Source material START
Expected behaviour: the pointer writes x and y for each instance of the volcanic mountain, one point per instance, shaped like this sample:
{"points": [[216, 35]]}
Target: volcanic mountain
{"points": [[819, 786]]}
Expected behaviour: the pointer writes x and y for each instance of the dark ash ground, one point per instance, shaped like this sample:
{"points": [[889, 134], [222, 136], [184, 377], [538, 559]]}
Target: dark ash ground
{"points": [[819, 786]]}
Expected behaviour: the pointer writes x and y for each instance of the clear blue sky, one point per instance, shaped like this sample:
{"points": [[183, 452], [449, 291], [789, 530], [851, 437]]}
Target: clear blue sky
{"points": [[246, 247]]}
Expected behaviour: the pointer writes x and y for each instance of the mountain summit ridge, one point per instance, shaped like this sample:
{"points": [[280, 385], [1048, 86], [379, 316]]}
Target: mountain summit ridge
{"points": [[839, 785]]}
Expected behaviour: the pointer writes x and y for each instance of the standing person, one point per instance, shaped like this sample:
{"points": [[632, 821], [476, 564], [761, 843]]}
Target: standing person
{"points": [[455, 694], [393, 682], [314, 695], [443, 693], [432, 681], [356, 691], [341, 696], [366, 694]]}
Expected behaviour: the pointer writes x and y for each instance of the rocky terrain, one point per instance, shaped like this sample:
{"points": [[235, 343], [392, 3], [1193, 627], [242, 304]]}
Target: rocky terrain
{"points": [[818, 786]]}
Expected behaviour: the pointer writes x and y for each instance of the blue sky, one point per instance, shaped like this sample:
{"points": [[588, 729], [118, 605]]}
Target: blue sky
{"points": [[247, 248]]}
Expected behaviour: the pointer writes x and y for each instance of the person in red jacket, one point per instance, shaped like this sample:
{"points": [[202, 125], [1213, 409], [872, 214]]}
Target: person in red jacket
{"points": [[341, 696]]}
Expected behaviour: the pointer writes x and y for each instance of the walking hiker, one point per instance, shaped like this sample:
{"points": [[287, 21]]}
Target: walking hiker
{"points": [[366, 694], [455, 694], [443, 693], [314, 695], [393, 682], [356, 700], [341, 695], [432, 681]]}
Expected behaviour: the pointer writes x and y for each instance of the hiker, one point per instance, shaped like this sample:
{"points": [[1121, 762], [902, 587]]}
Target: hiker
Source material END
Exercise: Return the final stretch of the listing exactly, starting with the line that contains "Target: walking hiker" and ending with the last line.

Output:
Target: walking hiker
{"points": [[366, 694], [455, 694], [443, 693], [314, 695], [393, 682], [356, 700], [341, 695], [432, 681]]}
Expected behaviour: the pointer writes x and y for each instance of the hiker, one point per instance, shaped like this sample:
{"points": [[1121, 762], [902, 587]]}
Target: hiker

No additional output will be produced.